Selected extract
·····

Trade optimism yields dollar's first positive week this year
* Graphic: World FX rates in 2018 http://tmsnrt.rs/2egbfVh
(Recasts, update prices, adds trade news)
By Kate Duguid
NEW YORK, Jan 18 (Reuters) - The dollar held firm against
its rivals on Friday, set for its first weekly gain since
mid-December on optimism about talks to end the trade war
between China and the United States.
Media reports on Thursday and Friday suggested both
countries were considering concessions ahead of a Washington
visit from Chinese Vice Premier Liu He on Jan. 30 and 31 for
talks aimed at resolving the trade standoff between the world's
two largest economies.
China has offered to go on a six-year buying spree to ramp
up imports from the United States in order to reconfigure the
relation between the two countries, Bloomberg reported on
Friday, citing people familiar with the matter.
U.S. Treasury Secretary Steven Mnuchin discussed lifting
some or all tariffs on Chinese goods and suggested offering a
tariff rollback during the trade discussions scheduled for Jan.
30, the Wall Street Journal reported on Thursday, citing people
familiar with the internal deliberations.

·····

Extracted data entries
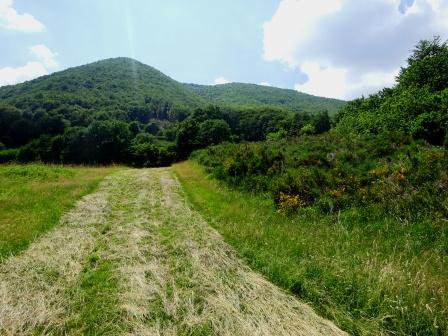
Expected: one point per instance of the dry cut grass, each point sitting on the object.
(135, 259)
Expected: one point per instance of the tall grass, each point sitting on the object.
(33, 198)
(370, 273)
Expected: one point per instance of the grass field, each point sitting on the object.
(370, 275)
(133, 258)
(33, 198)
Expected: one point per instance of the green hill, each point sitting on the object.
(112, 85)
(244, 95)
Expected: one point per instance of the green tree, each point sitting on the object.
(213, 131)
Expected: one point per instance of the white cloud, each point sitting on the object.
(335, 82)
(347, 48)
(221, 80)
(45, 61)
(11, 19)
(9, 76)
(265, 83)
(45, 55)
(292, 24)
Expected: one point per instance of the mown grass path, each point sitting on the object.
(133, 258)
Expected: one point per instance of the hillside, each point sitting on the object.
(239, 94)
(108, 85)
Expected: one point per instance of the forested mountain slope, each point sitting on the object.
(240, 94)
(113, 85)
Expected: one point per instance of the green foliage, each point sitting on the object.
(328, 173)
(258, 96)
(370, 273)
(213, 132)
(417, 105)
(8, 155)
(92, 114)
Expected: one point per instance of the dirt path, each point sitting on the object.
(134, 259)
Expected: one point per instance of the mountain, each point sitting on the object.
(110, 85)
(239, 94)
(117, 85)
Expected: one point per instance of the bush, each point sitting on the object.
(331, 172)
(8, 155)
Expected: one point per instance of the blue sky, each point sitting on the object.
(334, 48)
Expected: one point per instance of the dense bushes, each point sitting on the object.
(417, 105)
(393, 173)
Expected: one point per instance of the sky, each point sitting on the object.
(332, 48)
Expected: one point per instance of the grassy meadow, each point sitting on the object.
(369, 273)
(33, 198)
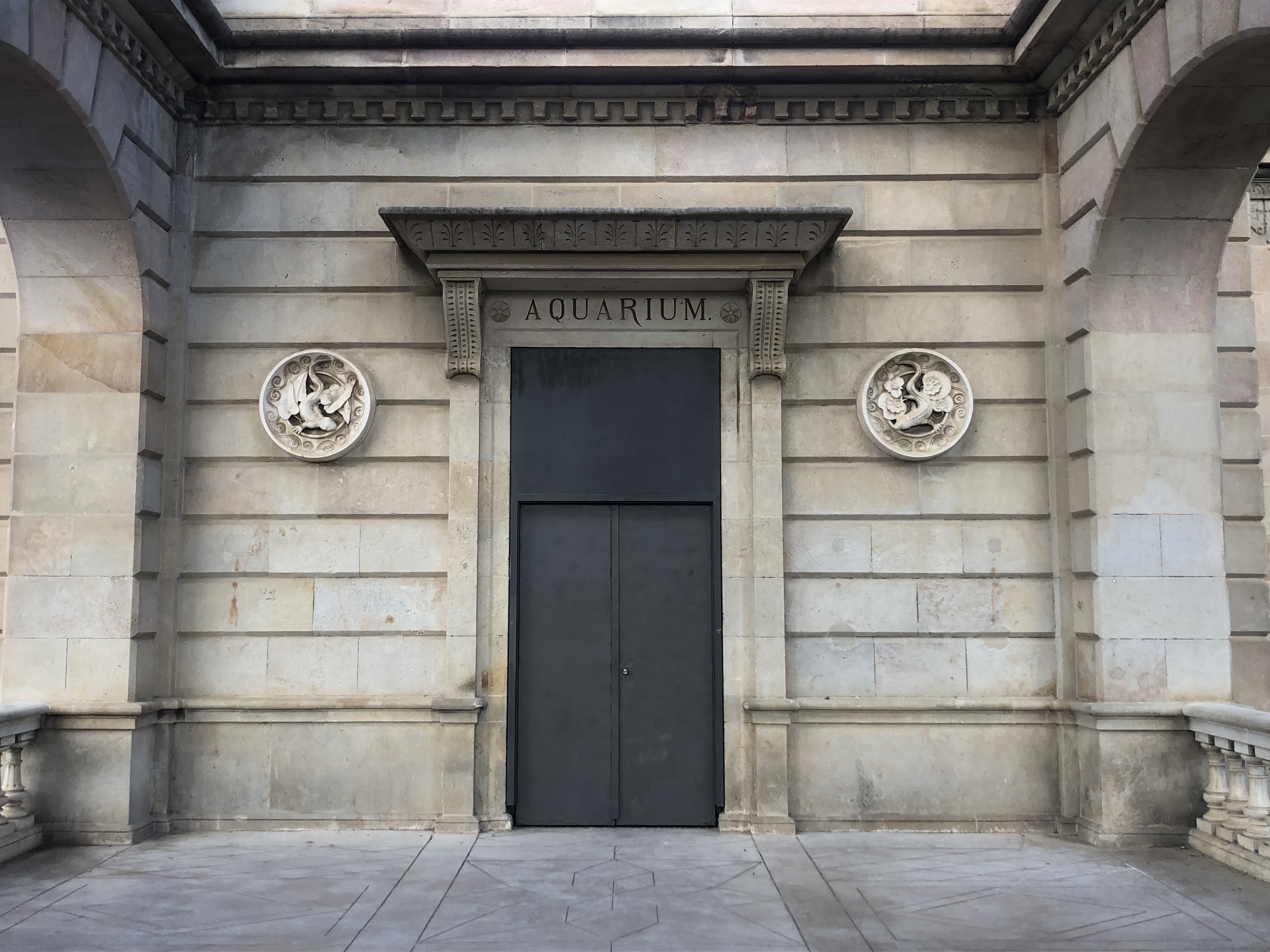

·····

Tasks for this exercise
**a.** In the news report about the dollar and the trade talks, who was set to visit Washington on Jan. 30 and 31?
**b.** Write the next part of the news report about the dollar and the China–U.S. trade talks, picking up right after its last sentence.

Answers given
**a.** Chinese Vice Premier Liu He.

**b.**
Although a Treasury spokesman denied Thursday's report, the
positive sentiment was enough to lift the dollar index
and the three major U.S. stock indexes Friday morning. Following
the publication of the Bloomberg story on Friday, the dollar
index added to its gains rising 0.3 percent, last at 96.352.
"Yesterday's WSJ headline concerning a possible rollback of
the Trump tariffs was a setback for (the U.S. dollar/renminbi
cross), and although it was subsequently denied, it had created
confusion in the foreign exchange space," said Stephen Gallo,
European head of foreign exchange strategy at BMO Capital
Markets in London.
Stronger-than-expected U.S. industrial production numbers
also helped lift the greenback. American manufacturing output
increased by the most in 10 months in December, pushed up by a
surge in the production of motor vehicles and a range of other
goods, the Federal Reserve said on Friday.
Going into 2019, weakness in the dollar was a consensus view
among currency market traders. The bet was that the U.S. central
bank would stop raising interest rates and the economy would
slow after a fiscal boost last year. While expectations of a
U.S. rate pause have manifested in money markets, bets on policy
tightening by other major central banks have also receded,
giving a boost to the dollar.
Against a basket of rivals, the dollar was set to rise 0.68
percent on the week, its first positive week since mid-December.
Against the euro, the dollar had strengthened 0.26 percent to
$1.137, its strongest since Jan. 4.
The pound slipped against the euro and against the
dollar, trimming overnight gains, as traders wagered on a
second referendum vote on Britain's EU membership.
(Reporting by Kate Duguid and Saikat Chatterjee; Editing by
Steve Orlofsky and Tom Brown)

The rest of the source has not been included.